Stored items:
::::::::
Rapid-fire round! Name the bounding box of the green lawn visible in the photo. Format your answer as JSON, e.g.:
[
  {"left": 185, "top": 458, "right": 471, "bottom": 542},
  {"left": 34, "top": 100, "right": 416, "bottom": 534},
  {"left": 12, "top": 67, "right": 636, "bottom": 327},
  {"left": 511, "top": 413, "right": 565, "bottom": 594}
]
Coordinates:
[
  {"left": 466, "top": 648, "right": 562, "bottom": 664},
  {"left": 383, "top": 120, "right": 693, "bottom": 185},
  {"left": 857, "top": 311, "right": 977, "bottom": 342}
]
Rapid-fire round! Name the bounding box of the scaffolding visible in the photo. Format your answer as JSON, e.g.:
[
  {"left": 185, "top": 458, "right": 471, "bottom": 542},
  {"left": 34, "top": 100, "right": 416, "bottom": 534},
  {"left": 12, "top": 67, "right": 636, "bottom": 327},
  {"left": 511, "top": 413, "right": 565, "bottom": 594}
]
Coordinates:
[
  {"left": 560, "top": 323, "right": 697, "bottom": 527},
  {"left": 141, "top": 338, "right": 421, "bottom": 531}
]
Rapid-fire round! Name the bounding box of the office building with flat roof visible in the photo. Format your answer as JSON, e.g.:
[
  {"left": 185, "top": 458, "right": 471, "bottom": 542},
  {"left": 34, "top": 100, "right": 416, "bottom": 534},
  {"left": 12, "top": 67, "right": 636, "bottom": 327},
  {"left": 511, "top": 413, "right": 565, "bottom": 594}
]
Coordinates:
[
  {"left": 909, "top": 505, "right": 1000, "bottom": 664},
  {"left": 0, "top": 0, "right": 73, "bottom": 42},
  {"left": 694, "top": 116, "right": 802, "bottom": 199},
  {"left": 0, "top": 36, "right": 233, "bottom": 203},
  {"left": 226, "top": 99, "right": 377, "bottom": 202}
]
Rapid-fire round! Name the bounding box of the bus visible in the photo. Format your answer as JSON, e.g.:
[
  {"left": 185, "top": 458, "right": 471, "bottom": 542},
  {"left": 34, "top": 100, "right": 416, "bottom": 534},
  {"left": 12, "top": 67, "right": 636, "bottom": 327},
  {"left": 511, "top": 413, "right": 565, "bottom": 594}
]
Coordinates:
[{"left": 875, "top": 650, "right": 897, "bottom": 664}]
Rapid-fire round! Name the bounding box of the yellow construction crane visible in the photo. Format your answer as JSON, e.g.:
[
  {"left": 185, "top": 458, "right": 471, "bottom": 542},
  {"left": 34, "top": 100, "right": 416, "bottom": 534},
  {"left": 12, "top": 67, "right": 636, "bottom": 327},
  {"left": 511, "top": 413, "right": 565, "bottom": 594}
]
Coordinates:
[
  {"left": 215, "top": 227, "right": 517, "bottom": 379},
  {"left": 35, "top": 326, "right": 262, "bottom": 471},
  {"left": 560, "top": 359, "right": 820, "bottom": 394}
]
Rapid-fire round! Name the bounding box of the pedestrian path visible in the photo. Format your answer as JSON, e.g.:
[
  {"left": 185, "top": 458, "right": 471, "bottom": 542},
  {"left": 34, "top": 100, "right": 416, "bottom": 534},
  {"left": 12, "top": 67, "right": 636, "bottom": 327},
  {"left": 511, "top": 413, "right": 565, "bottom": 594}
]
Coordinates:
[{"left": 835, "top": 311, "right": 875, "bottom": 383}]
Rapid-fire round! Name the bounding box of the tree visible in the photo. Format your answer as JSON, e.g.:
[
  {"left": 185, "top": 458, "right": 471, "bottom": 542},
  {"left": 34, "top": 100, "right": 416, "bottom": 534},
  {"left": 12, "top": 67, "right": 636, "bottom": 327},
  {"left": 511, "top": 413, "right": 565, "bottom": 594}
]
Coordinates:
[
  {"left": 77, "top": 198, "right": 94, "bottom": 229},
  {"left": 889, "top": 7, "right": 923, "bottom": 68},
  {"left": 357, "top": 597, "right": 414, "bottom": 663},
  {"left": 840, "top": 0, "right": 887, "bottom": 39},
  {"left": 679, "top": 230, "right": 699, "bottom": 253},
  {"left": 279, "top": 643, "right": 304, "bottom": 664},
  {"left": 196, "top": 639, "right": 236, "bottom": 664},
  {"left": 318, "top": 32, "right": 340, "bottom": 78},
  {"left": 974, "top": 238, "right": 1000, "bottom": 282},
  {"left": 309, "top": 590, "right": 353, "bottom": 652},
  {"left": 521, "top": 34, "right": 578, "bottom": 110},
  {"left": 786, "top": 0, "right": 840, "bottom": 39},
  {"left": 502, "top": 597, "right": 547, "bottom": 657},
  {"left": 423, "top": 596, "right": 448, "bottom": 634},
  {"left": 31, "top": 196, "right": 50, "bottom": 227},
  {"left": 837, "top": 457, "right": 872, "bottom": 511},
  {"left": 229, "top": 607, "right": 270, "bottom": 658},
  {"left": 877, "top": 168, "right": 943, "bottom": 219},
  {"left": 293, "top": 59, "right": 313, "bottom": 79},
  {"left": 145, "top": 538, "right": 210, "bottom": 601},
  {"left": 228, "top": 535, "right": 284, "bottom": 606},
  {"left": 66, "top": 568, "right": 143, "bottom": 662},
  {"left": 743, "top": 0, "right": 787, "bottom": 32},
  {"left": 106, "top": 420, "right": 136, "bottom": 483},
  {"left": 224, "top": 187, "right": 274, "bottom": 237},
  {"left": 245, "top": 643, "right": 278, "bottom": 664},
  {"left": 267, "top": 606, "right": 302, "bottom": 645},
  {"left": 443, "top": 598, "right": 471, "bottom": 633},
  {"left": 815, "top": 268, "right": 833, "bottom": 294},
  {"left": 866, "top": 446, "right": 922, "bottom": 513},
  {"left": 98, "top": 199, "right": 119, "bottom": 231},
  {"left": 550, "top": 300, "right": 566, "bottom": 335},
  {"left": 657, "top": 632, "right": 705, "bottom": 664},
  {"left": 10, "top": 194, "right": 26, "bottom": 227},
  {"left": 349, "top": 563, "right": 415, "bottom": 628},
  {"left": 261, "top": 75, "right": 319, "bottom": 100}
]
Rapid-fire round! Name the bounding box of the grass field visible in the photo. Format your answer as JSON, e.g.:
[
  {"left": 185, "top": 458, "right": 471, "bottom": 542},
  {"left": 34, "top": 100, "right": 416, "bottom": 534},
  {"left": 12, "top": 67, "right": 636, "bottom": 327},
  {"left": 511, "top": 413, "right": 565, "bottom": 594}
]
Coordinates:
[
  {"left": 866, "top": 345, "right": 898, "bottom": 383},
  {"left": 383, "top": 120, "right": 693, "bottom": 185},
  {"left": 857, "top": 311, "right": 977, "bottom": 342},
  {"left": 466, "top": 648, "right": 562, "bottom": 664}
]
::::::::
** About this exercise **
Scan the data above. Return every line with "photo" in it.

** Task solution **
Rapid-fire round! Name the bounding box of the green lawn visible in the photo. Format your answer as JSON, e.g.:
Rapid-fire round! Name the bounding box of the scaffolding visible in the photo. Format your answer as JSON, e.g.:
Rapid-fire round! Name the bounding box of the office building with flat roof visible in the photo. Format your answer as JSON, e.g.:
Rapid-fire round! Name the bounding box of the bus visible in the photo. Format your answer as JSON, e.g.:
Rapid-fire round! Name the bounding box of the yellow construction crane visible in the photo. Format your answer as JSON, e.g.:
Rapid-fire round! Name the bounding box of the pedestrian path visible in the photo. Format your answer as JSON, e.g.:
Rapid-fire round! Name the bounding box of the tree visible in the photo. Format your answer as JSON, e.g.:
Rapid-fire round! Name the bounding box of the grass field visible in the photo. Format your answer as JSON, e.g.:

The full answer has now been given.